### Text to read:

start

ORDERED, ADJUDGED and DECREED

Michael Sean Quinn**

One frequently sees two or three of the above three words conjoined in court documents, such as final orders, final judgments, final decrees, judicial decisions, decisions of courts, and/or interlocutory entries of the same sorts. 

But what do these terms  individually mean? They are frequently jumbled together in quite unnecessary ways. BLACK’S LAW DICTIONARY is not particularly helpful, except to indicate that under most usages they overlap.  (The BLD is more clear about the various meanings of the word “ordeal” than it is about this topic.) 

Here I am going to try and more-or-less guess what these terms individually mean and/or what they have meant at various points in relatively modern legal history. To say that there is not a plethora of judicial decisions on these distinctions would not be an exaggeration.

Order. In an order, a judge commands one or more persons (including certain types of entities, e.g., corporations, government agencies, or governments) to perform specified actions or to omit performing them, i.e., not to perform them, stop performing them, or desist (or cease and desist) from performing them. The action(s) will be described to some extent in the order, though the description can be broad, vague, unclear, clear, precise, and/or narrow. When a judge commands performance (that something be done) or its opposite, s/he is speaking as (or for) a sovereign,* so the state is ordering that something be done (whether its a performance or a refraining). Injunctions are orders, as are many of the provisions of divorce “decrees,” aka “final judgments.”

Paradoxically, not all court orders contain orders. Final judgments can be (and often are) called “court orders,” by the general population, even they contain not a single “order,” as that term has just been defined. Obviously, this is sloppy lexus-linguistics or lego-lingo, e.g., something like defective lawyer-slang 

Decree. A decree of a court, which might also be called “the decree of a judge,”–though it never is called that but is sometimes called “a judicial decree”–is simply an authoritative statement that something is so or is to become so. For example, a court might rule, an thus decree,  that “‘THIS’ TREE BELONGS TO–IS THE PROPERTY OF–‘THAT’ PERSON.” 

Obviously, judicial decrees are not simply about physical objects, or about a variety of other factual matters, except when they are integral to some controversy in controversy. Thus a court would likely not ever rule that the word “insurance” contains contains 9 letters or that 67 is a prime number, while 69 is not.  On the other hand, one can easily imagine that a court might rule that a given distance is 100 yds in length, if that issue made a difference is a property or zoning dispute. (Then again, this sort of ruling is not a decree that the distance is absolutely exactly and precisely 100 yards in length, but only that it is to be so regarded. 

Significantly, decrees can be regarded as somewhat like orders of a court because the court is ordering that such and such be regarded by the parties to the litigation as the way things are.  This could mean, that such and such is to be taken to be (or treated as if) true by the parties, no further questions asked.

end

### Set of tasks:
**A.** Repeat the essay on orders and decrees from "Michael Sean Quinn**" to "the same sorts.".
**B.** Please carry on with the essay on orders and decrees, starting after its last sentence.

[Saved dataset items]
start

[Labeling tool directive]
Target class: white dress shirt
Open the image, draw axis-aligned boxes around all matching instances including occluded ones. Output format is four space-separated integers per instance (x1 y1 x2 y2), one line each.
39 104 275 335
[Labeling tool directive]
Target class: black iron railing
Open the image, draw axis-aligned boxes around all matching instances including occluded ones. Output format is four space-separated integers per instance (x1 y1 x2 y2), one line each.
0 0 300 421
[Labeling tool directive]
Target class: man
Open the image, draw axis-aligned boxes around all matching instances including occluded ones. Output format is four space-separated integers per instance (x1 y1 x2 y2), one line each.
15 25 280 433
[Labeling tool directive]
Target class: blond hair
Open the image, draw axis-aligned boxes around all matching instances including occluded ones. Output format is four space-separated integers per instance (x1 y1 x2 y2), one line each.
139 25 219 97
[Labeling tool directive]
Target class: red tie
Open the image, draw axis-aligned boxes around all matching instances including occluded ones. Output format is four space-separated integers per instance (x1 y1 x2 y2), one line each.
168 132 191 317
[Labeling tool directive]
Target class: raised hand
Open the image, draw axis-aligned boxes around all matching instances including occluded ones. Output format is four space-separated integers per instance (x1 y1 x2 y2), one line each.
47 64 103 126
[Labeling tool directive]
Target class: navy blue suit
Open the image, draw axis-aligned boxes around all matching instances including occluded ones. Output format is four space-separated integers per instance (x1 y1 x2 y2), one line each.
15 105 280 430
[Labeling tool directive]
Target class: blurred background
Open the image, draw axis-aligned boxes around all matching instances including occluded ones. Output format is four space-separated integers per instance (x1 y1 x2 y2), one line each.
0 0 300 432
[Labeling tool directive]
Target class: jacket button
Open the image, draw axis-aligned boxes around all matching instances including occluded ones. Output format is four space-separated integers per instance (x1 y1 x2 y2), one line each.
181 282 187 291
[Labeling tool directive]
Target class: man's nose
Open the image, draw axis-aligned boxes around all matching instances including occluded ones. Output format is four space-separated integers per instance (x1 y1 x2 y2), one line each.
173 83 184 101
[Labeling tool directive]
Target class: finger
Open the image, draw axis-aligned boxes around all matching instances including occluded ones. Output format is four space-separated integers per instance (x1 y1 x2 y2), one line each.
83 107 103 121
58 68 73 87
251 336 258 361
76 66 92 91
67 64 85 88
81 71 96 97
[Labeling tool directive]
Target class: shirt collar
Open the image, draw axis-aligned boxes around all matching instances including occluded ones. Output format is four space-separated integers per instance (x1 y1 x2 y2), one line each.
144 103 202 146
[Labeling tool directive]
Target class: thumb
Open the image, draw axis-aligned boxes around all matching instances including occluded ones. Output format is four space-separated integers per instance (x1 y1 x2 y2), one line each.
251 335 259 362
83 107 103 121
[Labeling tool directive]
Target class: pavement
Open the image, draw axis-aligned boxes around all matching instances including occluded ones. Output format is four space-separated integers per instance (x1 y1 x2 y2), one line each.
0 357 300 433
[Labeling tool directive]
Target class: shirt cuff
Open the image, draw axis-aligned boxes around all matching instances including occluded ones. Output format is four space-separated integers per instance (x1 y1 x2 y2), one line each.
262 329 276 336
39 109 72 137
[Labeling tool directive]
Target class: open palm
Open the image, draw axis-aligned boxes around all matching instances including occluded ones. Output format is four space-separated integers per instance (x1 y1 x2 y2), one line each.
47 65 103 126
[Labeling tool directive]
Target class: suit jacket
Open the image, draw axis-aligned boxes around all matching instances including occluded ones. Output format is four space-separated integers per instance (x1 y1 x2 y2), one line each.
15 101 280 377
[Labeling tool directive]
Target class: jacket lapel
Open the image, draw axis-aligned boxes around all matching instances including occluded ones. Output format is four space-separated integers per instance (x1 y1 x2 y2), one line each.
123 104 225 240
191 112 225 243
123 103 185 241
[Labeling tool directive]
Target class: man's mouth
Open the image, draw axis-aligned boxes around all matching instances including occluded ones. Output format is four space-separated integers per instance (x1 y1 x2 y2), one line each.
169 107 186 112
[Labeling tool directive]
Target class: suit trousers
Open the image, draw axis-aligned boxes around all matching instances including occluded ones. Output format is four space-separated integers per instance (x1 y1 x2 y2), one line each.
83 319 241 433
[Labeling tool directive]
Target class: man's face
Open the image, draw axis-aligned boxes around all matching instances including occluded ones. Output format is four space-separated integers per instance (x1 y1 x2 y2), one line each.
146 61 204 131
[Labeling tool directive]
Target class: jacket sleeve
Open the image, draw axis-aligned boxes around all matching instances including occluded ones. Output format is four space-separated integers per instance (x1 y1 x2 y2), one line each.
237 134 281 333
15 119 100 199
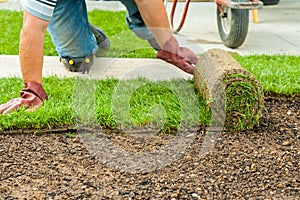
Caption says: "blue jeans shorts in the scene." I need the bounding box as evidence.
[21,0,153,58]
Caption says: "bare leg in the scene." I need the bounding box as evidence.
[20,11,48,84]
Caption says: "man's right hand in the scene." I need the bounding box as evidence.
[156,36,198,75]
[0,81,48,114]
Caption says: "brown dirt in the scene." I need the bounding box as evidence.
[0,98,300,200]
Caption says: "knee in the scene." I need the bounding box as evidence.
[21,11,48,34]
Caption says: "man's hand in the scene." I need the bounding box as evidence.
[156,36,198,74]
[0,81,48,114]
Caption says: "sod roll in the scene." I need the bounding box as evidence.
[194,49,264,130]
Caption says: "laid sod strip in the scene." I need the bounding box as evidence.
[234,55,300,97]
[0,76,210,132]
[195,49,264,130]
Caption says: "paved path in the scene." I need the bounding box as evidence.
[0,0,300,80]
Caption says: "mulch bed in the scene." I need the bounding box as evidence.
[0,97,300,200]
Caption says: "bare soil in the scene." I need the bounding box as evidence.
[0,97,300,200]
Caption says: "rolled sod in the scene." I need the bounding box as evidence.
[194,49,264,130]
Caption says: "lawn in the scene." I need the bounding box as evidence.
[0,10,300,131]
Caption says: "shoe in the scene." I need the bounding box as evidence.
[90,24,110,50]
[59,54,95,74]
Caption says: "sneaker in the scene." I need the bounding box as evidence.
[90,24,110,50]
[59,54,95,74]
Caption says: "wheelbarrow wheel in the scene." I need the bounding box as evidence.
[217,0,249,49]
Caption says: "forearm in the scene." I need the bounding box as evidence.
[135,0,172,47]
[20,12,48,83]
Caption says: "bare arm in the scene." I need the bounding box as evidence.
[135,0,172,47]
[0,12,48,114]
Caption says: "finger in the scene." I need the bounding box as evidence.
[178,47,198,64]
[2,104,21,114]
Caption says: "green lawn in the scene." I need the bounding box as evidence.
[0,10,300,131]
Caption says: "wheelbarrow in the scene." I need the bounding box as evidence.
[165,0,263,48]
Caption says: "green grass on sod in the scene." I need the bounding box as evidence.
[0,76,209,132]
[0,10,300,131]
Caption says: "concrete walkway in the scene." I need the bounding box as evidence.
[0,0,300,80]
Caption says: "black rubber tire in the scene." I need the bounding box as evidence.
[217,0,249,49]
[261,0,280,6]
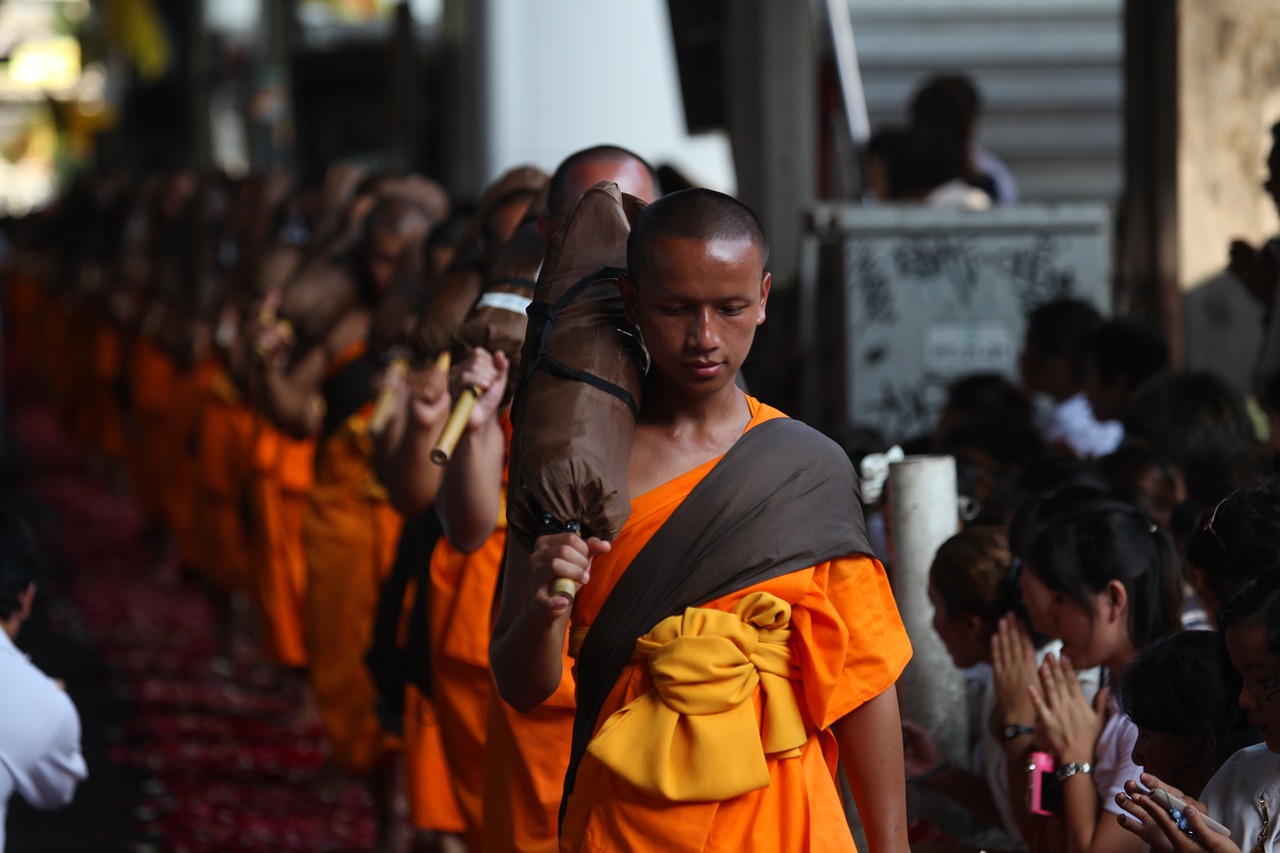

end

### Replies:
**A.**
Michael Sean Quinn**

One frequently sees two or three of the above three words conjoined in court documents, such as final orders, final judgments, final decrees, judicial decisions, decisions of courts, and/or interlocutory entries of the same sorts.

**B.**
It is tempting to say that that court decrees are judgments of a court (or courts) in which various things are decreed. However, if there is a distinction between orders and decrees, if a final judgment contained only an order it might be a decree in which nothing was decreed. 

Adjudged. This word is simply a way to say that the court has made a judgment about something and that this judgment is to be found in this or a related document, e.g., a final judgment or final decree.  Often when a court makes a judgment it is asserting (as an agent of a sovereign or as a component of a or the sovereign) that it has determined that something is so. Often this would mean that the judge or the court has determined that proposition p is true and it is issuing a decree to that p is true, or that proposition q, which is entailed or required by p is also true. Of course, if p has been adjudged to be true, a court might validly or appropriately issue a decree that it is true or a decree based upon the fact that it is.  (A court might even issue an order requiring parties to act (or refrain from acting) on the basis of the fact that proposition p is true or has been adjudged to be true.) Notice that this description of an “adjudgment” closely resembles what involved in something being a decree.

The term “adjudged” is really no different from the phrase “has been judged to be.” It is really nothing more that the past tense of “judge,” just like “judged.” The trouble is that lawyers are just used to that way of speaking. 

So why do these terms appear as a trinity or something close to it so frequently? I suspect it is for one or both of two different reasons. For one thing, lawyers are used to seeing them together in court orders or judgments so it never occurs to them to change. After all, that the way the standard form books look. Everybody does it that way. For another thing, lawyers always fear their missing something and causing trouble for their clients and hence themselves. Besides, what does it hurt to use them all together. “OK,” one might say, “they’re scrambled. So what?!” Or is it “So what!?”

*There are various levels of sovereignty. Setting aside kings, dictators, and tyrants, the sovereign is a ruling entity. In the USA, the federal government is sovereign over a range of issue; the states are over others (granted: a dwindling and in any case a limited number); and municipal entities might be sovereign to some extent over some others, e.g., parking ticket administration so long as constitutional rights are not at issue. In other words, the sovereign is the state and judges either are components of or agents of some sovereign or other.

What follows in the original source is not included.